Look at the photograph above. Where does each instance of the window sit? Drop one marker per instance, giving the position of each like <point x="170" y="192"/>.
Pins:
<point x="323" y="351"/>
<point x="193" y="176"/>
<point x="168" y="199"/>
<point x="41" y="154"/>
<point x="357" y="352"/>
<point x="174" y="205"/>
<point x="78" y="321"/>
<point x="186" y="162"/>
····················
### TASK BRIEF
Retype the whole listing above exactly as it appears.

### SOLUTION TO THE PROBLEM
Look at the photograph above. Where does each instance of the window sit? Drop one marker per instance, giving the position of each like <point x="170" y="192"/>.
Pins:
<point x="323" y="351"/>
<point x="193" y="176"/>
<point x="168" y="199"/>
<point x="41" y="154"/>
<point x="357" y="352"/>
<point x="174" y="205"/>
<point x="78" y="321"/>
<point x="186" y="162"/>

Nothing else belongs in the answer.